■ INSTRUCTIONS FOR THE TASK
Find each line in the data below that contains the word "roof", and copy those lines out.

■ INFORMATION GIVEN

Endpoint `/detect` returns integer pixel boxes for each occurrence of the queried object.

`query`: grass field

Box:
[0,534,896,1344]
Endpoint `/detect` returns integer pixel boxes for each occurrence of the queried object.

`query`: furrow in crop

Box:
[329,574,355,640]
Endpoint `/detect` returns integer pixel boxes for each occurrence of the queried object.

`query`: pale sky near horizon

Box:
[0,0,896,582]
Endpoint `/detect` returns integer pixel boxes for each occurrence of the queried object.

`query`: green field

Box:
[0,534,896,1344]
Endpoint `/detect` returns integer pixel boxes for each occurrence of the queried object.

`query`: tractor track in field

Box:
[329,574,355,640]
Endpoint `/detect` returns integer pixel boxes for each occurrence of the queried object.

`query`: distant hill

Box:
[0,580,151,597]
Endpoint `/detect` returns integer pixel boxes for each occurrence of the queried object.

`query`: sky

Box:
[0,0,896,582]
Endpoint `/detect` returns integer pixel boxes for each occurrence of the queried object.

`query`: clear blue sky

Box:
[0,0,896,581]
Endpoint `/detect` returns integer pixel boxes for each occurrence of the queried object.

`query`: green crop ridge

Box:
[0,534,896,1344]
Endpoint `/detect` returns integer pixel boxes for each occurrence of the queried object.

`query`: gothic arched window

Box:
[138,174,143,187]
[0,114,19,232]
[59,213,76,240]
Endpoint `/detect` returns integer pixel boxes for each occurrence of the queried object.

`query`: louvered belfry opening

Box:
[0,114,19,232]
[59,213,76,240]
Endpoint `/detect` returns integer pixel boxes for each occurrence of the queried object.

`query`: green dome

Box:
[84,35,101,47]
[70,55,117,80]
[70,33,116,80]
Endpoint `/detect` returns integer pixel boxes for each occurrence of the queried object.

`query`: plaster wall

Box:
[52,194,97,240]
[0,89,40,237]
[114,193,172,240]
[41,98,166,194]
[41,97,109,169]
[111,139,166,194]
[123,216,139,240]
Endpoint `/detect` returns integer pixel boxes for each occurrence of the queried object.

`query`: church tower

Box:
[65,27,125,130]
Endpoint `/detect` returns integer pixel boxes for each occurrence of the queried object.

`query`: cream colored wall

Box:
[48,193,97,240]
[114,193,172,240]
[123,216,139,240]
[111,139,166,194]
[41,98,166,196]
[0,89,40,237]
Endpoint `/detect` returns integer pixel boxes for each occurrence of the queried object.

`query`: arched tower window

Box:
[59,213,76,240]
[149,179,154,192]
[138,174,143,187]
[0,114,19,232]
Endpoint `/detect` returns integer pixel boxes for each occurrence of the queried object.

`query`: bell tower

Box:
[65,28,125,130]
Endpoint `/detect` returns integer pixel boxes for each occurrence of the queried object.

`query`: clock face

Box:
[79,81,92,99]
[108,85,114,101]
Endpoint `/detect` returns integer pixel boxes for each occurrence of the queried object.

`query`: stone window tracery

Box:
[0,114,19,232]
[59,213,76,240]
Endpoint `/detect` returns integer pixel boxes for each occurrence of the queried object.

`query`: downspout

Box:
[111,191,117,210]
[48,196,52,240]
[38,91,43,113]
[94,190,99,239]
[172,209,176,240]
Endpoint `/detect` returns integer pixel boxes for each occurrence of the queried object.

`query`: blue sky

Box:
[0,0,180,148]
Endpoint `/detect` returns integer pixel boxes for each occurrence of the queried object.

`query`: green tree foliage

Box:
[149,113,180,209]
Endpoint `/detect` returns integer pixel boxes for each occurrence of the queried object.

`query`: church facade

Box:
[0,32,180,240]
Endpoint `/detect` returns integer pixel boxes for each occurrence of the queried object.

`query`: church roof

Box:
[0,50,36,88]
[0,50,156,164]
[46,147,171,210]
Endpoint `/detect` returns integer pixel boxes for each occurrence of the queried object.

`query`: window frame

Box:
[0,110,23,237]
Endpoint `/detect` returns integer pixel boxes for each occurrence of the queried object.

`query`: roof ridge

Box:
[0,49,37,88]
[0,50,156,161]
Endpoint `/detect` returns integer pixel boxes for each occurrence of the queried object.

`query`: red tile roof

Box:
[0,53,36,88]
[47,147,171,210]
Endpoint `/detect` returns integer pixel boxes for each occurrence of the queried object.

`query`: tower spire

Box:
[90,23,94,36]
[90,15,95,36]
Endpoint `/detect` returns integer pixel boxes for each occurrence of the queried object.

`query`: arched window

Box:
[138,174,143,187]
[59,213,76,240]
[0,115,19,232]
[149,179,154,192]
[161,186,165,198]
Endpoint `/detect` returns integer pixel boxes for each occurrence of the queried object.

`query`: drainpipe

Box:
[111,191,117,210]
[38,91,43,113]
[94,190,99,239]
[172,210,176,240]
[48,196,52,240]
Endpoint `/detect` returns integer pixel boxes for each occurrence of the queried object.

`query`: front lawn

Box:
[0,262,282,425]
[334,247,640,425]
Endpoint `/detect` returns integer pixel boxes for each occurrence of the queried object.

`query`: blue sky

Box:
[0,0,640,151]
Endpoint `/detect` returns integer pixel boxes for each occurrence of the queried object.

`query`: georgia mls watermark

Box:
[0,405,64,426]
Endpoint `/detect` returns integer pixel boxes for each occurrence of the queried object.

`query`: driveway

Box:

■ COMPLETE OUTPUT
`query`: church roof
`query`: roof ridge
`query`: red tile roof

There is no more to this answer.